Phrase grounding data
────

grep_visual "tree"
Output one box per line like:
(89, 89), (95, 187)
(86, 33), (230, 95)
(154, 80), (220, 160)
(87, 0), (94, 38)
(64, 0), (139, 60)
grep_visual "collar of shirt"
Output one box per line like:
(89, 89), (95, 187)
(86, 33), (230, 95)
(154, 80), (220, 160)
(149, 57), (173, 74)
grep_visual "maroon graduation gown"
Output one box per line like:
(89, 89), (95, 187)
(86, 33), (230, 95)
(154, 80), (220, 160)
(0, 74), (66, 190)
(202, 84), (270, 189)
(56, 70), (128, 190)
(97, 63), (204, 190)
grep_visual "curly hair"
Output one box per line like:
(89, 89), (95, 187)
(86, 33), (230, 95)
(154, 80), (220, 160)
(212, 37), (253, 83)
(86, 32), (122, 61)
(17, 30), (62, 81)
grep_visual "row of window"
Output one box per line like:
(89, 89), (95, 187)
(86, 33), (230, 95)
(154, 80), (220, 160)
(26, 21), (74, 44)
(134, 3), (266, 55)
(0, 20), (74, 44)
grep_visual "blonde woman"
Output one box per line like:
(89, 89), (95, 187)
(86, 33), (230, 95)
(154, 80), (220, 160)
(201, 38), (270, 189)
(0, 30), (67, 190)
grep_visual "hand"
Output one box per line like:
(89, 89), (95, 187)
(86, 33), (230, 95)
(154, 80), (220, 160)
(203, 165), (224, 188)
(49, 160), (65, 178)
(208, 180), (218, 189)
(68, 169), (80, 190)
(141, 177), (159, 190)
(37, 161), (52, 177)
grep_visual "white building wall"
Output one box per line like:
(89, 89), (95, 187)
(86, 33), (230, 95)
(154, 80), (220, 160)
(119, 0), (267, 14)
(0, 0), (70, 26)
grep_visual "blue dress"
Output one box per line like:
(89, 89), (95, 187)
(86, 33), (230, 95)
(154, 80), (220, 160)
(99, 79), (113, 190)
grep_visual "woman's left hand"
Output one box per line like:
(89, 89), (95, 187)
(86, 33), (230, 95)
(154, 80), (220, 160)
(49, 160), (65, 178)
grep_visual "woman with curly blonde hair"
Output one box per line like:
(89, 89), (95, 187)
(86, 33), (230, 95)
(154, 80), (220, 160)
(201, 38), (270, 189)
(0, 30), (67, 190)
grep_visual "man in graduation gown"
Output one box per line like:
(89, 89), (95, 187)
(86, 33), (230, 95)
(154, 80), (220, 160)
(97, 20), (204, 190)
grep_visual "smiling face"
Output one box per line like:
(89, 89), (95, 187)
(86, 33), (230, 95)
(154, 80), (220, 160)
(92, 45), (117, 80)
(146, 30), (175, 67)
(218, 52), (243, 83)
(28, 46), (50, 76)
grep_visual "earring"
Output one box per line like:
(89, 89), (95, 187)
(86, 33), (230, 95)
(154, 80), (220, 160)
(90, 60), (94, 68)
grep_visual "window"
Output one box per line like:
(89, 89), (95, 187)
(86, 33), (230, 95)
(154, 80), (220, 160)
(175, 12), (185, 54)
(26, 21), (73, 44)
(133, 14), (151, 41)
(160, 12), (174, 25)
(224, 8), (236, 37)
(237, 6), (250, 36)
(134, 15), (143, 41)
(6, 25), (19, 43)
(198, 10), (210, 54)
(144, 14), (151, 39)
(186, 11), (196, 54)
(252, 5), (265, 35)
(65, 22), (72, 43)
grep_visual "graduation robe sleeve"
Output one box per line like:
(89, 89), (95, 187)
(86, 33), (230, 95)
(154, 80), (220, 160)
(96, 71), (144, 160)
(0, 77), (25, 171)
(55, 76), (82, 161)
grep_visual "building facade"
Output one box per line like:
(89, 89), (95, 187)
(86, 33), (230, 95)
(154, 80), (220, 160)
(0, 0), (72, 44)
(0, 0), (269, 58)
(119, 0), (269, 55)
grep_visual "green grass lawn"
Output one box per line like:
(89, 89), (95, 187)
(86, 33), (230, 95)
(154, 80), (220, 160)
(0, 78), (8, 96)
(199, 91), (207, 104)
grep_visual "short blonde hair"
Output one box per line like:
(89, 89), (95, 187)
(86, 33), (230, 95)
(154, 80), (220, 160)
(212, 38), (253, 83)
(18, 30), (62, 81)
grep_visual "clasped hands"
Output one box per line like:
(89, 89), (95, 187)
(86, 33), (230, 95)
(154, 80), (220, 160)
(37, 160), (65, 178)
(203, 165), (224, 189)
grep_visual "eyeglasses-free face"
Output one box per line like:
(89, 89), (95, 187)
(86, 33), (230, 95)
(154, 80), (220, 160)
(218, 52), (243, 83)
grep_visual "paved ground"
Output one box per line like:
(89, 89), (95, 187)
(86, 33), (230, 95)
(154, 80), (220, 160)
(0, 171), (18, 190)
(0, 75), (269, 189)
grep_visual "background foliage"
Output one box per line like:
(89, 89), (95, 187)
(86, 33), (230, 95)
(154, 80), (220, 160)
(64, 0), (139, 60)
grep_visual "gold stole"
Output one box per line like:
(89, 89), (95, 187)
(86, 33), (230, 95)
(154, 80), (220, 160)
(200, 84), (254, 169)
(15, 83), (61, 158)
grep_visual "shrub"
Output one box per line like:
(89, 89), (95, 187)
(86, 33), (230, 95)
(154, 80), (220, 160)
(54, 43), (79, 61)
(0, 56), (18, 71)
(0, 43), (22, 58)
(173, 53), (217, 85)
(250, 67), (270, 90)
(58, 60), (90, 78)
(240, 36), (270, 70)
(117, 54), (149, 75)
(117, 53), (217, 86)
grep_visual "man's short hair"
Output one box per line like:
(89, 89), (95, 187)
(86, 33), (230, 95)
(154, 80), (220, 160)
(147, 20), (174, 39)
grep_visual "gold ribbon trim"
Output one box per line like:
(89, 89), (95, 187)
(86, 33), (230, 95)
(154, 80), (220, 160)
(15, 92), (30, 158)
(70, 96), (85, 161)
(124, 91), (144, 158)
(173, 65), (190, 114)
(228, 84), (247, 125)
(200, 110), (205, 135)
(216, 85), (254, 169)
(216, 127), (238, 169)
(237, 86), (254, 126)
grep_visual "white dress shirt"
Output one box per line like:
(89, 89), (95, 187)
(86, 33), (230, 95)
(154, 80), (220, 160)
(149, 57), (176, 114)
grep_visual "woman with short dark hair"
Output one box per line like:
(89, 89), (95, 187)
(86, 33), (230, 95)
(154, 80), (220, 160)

────

What you need to do - Retype the records above in full, exactly as they appear.

Completed task -
grep_visual "tree"
Output one box per line like:
(89, 89), (95, 187)
(86, 33), (230, 95)
(154, 80), (220, 160)
(87, 0), (94, 38)
(64, 0), (139, 60)
grep_visual "collar of shirt"
Output one box per line like:
(89, 89), (95, 187)
(86, 33), (230, 95)
(154, 80), (220, 160)
(149, 57), (173, 74)
grep_visual "maroon graduation gown"
Output one box per line like:
(89, 89), (95, 187)
(86, 33), (230, 95)
(154, 80), (220, 160)
(0, 74), (66, 190)
(202, 84), (270, 189)
(56, 70), (128, 190)
(97, 63), (204, 190)
grep_visual "curly hair"
Output one box per line like:
(89, 89), (95, 187)
(86, 33), (230, 95)
(154, 80), (220, 160)
(212, 37), (253, 83)
(86, 32), (122, 61)
(17, 30), (62, 81)
grep_visual "row of window"
Output one box per line like:
(89, 89), (95, 187)
(86, 33), (230, 95)
(154, 80), (220, 160)
(26, 21), (74, 44)
(134, 3), (266, 55)
(0, 20), (74, 44)
grep_visual "blonde woman"
Output one box per line like:
(89, 89), (95, 187)
(86, 33), (230, 95)
(154, 80), (220, 160)
(201, 38), (270, 189)
(0, 30), (67, 190)
grep_visual "hand"
Output one box per line like:
(89, 89), (95, 187)
(86, 33), (230, 95)
(154, 80), (220, 160)
(203, 165), (224, 188)
(49, 160), (65, 178)
(208, 180), (218, 189)
(68, 169), (80, 190)
(141, 177), (159, 190)
(37, 161), (52, 177)
grep_visual "white building wall"
Output one box per line like:
(89, 89), (95, 187)
(86, 33), (230, 95)
(154, 80), (220, 160)
(119, 0), (267, 14)
(0, 0), (70, 26)
grep_visual "blue dress"
Output one box per line like:
(89, 89), (95, 187)
(86, 33), (230, 95)
(154, 80), (220, 160)
(99, 79), (113, 190)
grep_visual "woman's left hand"
Output one box per line like:
(89, 89), (95, 187)
(86, 33), (230, 95)
(154, 80), (220, 160)
(49, 160), (65, 178)
grep_visual "woman with curly blonde hair"
Output one box per line like:
(89, 89), (95, 187)
(86, 33), (230, 95)
(154, 80), (220, 160)
(201, 38), (270, 189)
(0, 30), (67, 190)
grep_visual "man in graduation gown"
Output one box per line like:
(89, 89), (95, 187)
(86, 33), (230, 95)
(154, 80), (220, 160)
(97, 20), (204, 190)
grep_visual "smiling face"
Output one box per line like:
(89, 89), (95, 187)
(86, 33), (230, 95)
(154, 80), (220, 160)
(92, 45), (117, 80)
(146, 30), (175, 67)
(218, 52), (243, 83)
(28, 46), (50, 76)
grep_visual "earring"
Output one box per line like:
(89, 89), (95, 187)
(86, 33), (230, 95)
(154, 80), (220, 160)
(90, 60), (94, 68)
grep_visual "window"
Output one box per line like:
(89, 89), (95, 187)
(86, 33), (230, 95)
(154, 80), (220, 160)
(175, 12), (185, 54)
(26, 21), (73, 44)
(133, 14), (151, 41)
(160, 12), (174, 25)
(224, 8), (236, 37)
(237, 6), (250, 36)
(134, 15), (143, 41)
(6, 25), (19, 43)
(198, 10), (210, 54)
(144, 14), (151, 39)
(186, 11), (196, 54)
(252, 5), (265, 35)
(65, 22), (72, 43)
grep_visual "graduation robe sleeve"
Output one box per line like:
(89, 89), (95, 187)
(86, 33), (230, 95)
(154, 80), (220, 160)
(96, 71), (144, 160)
(0, 77), (25, 171)
(55, 76), (82, 161)
grep_visual "building facade"
Output one box per line like:
(89, 89), (95, 187)
(86, 33), (230, 95)
(154, 80), (220, 160)
(0, 0), (72, 44)
(0, 0), (269, 58)
(119, 0), (269, 55)
grep_visual "green grass lawn"
Output one box per line like:
(89, 89), (95, 187)
(86, 33), (230, 95)
(154, 80), (220, 160)
(0, 78), (8, 96)
(199, 91), (207, 104)
grep_visual "short blonde hair"
Output one box per line like:
(89, 89), (95, 187)
(86, 33), (230, 95)
(154, 80), (220, 160)
(212, 38), (253, 83)
(18, 30), (62, 81)
grep_visual "clasped hands"
Output one box per line like:
(89, 89), (95, 187)
(86, 33), (230, 95)
(154, 80), (220, 160)
(37, 160), (65, 178)
(203, 165), (224, 189)
grep_visual "eyeglasses-free face"
Output one box per line like:
(89, 89), (95, 187)
(86, 33), (230, 95)
(154, 80), (220, 160)
(218, 52), (243, 83)
grep_visual "paved ground"
Output one box per line like:
(89, 89), (95, 187)
(86, 33), (230, 95)
(154, 80), (220, 160)
(0, 171), (18, 190)
(0, 75), (269, 189)
grep_visual "background foliage"
Output one box per line like:
(89, 89), (95, 187)
(86, 33), (230, 95)
(154, 80), (220, 160)
(64, 0), (139, 60)
grep_visual "gold stole"
Output one box per line like:
(89, 89), (95, 187)
(86, 33), (230, 95)
(154, 80), (220, 160)
(200, 84), (254, 169)
(15, 83), (61, 158)
grep_visual "shrub"
Output one box per line like:
(89, 89), (95, 187)
(86, 33), (230, 95)
(154, 80), (220, 160)
(54, 43), (79, 61)
(0, 56), (18, 71)
(0, 43), (22, 58)
(173, 53), (217, 85)
(250, 67), (270, 90)
(58, 60), (90, 78)
(240, 36), (270, 70)
(117, 54), (149, 75)
(117, 53), (217, 86)
grep_visual "man's short hair"
Output one box per line like:
(89, 89), (95, 187)
(86, 33), (230, 95)
(154, 80), (220, 160)
(147, 20), (174, 39)
grep_visual "gold ribbon trim"
Output one box per line like:
(89, 89), (95, 187)
(86, 33), (230, 95)
(154, 80), (220, 160)
(15, 92), (30, 158)
(70, 96), (85, 161)
(124, 91), (144, 158)
(173, 65), (190, 114)
(228, 84), (247, 125)
(200, 110), (205, 135)
(216, 85), (254, 169)
(216, 127), (238, 169)
(237, 86), (254, 126)
grep_visual "white dress shirt"
Output one box per line like:
(89, 89), (95, 187)
(86, 33), (230, 95)
(154, 80), (220, 160)
(149, 57), (176, 114)
grep_visual "woman with short dark hair"
Output one box per line like:
(89, 89), (95, 187)
(86, 33), (230, 95)
(154, 80), (220, 160)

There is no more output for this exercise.